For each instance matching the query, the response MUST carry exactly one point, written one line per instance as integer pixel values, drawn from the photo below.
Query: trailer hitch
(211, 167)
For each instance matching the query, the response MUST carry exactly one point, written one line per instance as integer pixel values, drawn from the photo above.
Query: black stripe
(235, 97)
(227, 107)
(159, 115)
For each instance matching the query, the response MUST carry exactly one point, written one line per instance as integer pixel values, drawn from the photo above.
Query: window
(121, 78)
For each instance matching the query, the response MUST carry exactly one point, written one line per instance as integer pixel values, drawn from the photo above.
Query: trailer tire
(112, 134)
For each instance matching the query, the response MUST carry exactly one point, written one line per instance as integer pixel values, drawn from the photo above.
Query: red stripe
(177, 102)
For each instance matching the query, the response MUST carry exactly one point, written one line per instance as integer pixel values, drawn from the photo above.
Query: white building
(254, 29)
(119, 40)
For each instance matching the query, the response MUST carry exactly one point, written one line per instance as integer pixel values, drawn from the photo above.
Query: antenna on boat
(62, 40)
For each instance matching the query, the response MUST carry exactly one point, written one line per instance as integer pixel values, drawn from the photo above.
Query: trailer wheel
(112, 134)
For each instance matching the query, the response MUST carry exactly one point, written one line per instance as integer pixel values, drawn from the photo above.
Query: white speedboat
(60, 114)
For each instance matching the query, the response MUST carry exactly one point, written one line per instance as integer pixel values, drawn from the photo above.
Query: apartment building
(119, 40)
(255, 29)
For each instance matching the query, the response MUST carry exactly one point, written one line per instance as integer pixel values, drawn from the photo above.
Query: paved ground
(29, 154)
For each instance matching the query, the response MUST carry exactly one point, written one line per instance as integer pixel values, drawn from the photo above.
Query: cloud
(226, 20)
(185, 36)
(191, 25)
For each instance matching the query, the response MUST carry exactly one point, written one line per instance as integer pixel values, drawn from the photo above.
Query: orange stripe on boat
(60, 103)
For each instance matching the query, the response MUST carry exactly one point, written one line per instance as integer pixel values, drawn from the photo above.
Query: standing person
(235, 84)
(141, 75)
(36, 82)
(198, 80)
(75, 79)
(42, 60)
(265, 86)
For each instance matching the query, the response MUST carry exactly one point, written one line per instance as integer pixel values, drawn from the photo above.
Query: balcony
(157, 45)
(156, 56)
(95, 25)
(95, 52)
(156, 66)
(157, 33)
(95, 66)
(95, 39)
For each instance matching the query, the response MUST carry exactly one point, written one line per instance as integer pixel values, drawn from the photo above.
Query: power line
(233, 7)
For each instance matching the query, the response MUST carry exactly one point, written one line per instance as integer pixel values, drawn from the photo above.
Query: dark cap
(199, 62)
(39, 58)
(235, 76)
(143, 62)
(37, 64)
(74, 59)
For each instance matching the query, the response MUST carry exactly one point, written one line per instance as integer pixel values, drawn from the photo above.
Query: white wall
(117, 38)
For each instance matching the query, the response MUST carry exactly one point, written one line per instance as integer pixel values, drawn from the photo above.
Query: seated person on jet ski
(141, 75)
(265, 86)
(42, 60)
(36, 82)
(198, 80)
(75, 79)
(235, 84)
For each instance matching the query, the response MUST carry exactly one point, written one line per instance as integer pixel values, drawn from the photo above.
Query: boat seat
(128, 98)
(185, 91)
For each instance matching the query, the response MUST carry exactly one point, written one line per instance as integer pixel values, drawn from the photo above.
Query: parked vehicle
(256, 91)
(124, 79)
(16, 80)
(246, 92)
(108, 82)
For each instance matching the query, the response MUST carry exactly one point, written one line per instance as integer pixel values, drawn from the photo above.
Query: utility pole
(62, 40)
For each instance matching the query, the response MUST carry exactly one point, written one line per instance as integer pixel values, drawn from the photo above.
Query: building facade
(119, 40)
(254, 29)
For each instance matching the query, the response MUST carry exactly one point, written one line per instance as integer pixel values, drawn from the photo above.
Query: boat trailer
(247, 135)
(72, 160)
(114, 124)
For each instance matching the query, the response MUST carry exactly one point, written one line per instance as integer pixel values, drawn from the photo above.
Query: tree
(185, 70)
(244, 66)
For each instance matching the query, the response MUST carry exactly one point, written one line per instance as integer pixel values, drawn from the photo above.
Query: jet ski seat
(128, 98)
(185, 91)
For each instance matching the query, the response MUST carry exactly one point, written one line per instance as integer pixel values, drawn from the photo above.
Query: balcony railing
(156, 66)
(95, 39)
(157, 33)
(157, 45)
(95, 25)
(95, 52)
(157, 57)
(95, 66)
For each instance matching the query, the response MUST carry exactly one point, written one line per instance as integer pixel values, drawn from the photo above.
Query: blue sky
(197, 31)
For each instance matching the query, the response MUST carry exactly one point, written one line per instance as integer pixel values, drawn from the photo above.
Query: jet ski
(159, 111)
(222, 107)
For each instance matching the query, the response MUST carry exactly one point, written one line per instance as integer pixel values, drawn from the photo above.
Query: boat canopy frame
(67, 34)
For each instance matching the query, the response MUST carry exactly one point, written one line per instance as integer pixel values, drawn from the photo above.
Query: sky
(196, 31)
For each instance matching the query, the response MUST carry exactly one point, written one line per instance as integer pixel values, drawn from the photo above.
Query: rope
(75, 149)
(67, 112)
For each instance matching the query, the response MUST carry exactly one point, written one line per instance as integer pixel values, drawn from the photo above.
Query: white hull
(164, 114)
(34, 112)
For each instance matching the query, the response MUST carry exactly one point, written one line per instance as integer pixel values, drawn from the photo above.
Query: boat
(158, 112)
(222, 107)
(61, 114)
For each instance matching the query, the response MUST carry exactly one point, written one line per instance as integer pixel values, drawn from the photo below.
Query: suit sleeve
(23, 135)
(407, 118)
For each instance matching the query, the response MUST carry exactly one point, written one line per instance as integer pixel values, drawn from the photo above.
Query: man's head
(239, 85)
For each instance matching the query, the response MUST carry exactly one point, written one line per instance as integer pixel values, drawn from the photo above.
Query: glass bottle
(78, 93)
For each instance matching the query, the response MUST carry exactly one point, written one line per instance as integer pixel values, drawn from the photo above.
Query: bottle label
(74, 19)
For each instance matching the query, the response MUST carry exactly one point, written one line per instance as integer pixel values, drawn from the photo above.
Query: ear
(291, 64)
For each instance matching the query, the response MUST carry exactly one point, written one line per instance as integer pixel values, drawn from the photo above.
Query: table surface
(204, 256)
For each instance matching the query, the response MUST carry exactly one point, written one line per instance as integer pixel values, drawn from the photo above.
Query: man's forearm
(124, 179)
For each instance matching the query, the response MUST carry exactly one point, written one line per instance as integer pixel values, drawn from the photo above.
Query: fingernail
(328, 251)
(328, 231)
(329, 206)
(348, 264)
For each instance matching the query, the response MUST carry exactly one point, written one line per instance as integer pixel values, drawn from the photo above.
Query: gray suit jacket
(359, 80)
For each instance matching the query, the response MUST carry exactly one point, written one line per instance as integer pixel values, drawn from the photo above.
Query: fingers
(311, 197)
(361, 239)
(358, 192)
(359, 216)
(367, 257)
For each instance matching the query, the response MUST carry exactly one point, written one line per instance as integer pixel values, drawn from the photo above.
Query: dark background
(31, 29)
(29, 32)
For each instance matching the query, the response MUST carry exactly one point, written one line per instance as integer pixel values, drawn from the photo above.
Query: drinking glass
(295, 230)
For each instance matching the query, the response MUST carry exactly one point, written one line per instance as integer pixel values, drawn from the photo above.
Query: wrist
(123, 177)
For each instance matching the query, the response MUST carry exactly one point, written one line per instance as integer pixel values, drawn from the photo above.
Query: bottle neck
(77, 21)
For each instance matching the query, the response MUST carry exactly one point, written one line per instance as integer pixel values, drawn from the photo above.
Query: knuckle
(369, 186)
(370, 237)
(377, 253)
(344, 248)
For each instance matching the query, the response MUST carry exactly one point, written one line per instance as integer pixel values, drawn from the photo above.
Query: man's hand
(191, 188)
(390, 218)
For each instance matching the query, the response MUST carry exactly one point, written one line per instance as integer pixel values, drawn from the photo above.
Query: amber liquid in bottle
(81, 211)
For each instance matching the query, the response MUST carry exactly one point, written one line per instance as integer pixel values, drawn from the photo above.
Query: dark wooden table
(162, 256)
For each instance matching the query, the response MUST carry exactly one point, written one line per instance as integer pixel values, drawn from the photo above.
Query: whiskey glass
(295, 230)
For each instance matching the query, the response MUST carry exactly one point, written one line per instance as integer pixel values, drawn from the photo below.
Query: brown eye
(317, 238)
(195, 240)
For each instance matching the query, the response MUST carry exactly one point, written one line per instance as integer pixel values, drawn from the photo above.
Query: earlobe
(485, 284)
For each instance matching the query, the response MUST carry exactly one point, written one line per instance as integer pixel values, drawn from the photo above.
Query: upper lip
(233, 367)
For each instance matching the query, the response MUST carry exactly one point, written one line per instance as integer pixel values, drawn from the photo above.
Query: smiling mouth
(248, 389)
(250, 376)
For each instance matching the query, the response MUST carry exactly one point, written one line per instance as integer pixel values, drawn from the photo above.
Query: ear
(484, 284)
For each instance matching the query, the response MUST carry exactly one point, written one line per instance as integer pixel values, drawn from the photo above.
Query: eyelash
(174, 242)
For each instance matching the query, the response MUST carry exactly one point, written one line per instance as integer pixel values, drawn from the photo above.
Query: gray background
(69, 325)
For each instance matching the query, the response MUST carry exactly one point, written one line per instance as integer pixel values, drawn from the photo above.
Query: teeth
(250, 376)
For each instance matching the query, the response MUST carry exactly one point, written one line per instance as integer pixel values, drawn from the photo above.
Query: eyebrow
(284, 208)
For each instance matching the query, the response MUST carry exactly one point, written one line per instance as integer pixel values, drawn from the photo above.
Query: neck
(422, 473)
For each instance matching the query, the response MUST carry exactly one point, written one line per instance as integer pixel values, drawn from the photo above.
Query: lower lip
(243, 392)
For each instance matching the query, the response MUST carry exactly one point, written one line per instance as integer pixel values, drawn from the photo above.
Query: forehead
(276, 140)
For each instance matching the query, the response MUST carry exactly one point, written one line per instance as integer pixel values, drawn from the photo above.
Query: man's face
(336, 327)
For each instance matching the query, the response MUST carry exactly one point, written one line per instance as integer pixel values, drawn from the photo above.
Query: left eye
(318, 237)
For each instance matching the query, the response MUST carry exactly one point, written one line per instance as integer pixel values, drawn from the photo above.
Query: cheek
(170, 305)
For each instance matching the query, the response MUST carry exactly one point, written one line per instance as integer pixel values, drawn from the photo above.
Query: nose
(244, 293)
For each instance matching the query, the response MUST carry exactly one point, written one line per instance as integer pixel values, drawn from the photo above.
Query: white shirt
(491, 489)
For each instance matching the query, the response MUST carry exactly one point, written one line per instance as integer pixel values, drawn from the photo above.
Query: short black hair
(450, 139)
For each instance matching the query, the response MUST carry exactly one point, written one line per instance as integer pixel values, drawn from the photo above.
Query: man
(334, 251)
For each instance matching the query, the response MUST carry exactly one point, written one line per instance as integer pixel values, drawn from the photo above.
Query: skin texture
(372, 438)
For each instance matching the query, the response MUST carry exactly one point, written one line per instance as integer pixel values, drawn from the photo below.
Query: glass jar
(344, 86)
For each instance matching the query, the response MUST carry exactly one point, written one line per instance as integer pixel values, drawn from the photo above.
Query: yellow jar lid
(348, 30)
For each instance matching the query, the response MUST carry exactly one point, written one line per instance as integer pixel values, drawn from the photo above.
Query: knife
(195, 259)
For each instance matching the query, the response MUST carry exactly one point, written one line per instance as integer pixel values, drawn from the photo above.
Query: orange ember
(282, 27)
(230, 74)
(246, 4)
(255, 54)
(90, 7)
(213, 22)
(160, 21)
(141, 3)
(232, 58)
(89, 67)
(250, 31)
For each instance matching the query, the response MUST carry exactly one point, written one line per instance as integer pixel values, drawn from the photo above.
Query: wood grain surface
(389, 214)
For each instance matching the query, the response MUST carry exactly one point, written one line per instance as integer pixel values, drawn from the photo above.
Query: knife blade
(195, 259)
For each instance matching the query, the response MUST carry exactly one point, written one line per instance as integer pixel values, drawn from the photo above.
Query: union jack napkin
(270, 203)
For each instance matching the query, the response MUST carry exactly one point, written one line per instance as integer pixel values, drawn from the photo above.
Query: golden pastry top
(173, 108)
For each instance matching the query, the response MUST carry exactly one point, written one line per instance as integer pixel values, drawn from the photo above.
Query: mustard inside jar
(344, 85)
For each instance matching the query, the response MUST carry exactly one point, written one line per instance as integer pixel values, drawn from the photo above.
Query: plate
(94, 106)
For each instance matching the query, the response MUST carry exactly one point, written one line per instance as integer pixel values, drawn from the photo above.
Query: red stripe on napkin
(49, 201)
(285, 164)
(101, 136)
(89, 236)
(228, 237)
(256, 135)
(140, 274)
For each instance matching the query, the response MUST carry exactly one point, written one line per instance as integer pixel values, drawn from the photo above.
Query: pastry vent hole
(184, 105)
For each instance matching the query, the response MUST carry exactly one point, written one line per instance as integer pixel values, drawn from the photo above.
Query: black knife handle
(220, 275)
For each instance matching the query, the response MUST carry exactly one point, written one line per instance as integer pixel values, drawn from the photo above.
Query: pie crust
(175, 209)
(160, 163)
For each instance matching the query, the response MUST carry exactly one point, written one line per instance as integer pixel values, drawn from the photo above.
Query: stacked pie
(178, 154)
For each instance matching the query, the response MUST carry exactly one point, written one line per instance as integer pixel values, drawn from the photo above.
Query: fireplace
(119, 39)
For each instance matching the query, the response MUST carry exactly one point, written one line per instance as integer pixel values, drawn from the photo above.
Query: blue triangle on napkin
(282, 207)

**ACTIVITY:**
Retype the lines of the material from the one containing "Query: stacked pie" through the last line, exactly, and give no other lines.

**PROBLEM SOLUTION:**
Query: stacked pie
(178, 154)
For each instance matching the query, the response MUST carry exactly one point, written one line per instance as integer pixel values, drawn from the photo above.
Query: fireplace
(119, 39)
For each instance matching the query, the response MUST carry exactly one point, written one line per instance as integer pixel values, drawn from the photo above.
Query: blue triangle on napkin
(282, 207)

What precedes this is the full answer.